> WHAT TO WORK ON:
1) Answer from the chestnut passage:
(a) What kind of gene was added to the new trees?
(b) In what decade did the American Chestnut Foundation begin its project?
(c) What percentage American chestnut is the foundation's latest generation?
2) Extend the chestnut passage with a few sentences that pick up after its last one.

> TEXT BLOCK:
Traditionally Crossbred VS Genetically
Modified
Genetically modified chestnut trees are helping the
near extinct American chestnut ready for a comeback. The tree has been genetically
modified to survive a deadly fungus and its seeds have fungus resistant genes.
The fungus originally appeared and began its deadly rampage in the 1900s from
chestnut trees imported from Asia. The American Chestnut Research and
Restoration Project spent 20 years trying to save the native species. Using
biotechnology a wheat gene has been added to the new trees and several other
strains of the same gene are improving the chestnut’s fungus resistance. Their
goal is to plant these trees in the wild (outside currently permitted plots in
the near future.
A parallel project begun in the 1970s by the American
Chestnut Foundation is working to produce a fungus resistant chestnut tree by
crossing American and Chinese chestnuts. Over several generations the Chinese
component is bred out. Their latest generation is 94 percent American chestnut
and has similar resistance to the Chinese species.

> DATA SUPPLIED:
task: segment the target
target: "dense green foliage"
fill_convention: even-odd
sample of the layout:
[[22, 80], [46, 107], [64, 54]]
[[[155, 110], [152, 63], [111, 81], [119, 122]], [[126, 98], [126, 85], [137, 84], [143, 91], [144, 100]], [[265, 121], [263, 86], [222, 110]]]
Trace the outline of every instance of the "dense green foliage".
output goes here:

> ANSWERS FOR THIS EXERCISE:
1)
(a) A wheat gene.
(b) The 1970s.
(c) 94 percent.

2)
I have read a lot about how mistrusted genetically
modified foods are in Europe and this country too. The plight of the American
chestnut and these two different tactics for saving it has made the difference
between genetic modification and traditional cross breeding in plants easier
for me to understand. Both seem to attempt to speed up evolution, traditional
crossbreeding by humanized natural selection and genetic modification by even
less natural mutantized selection. This is why I have come to believe in
gardening and growing my own food and eating organic food whenever possible.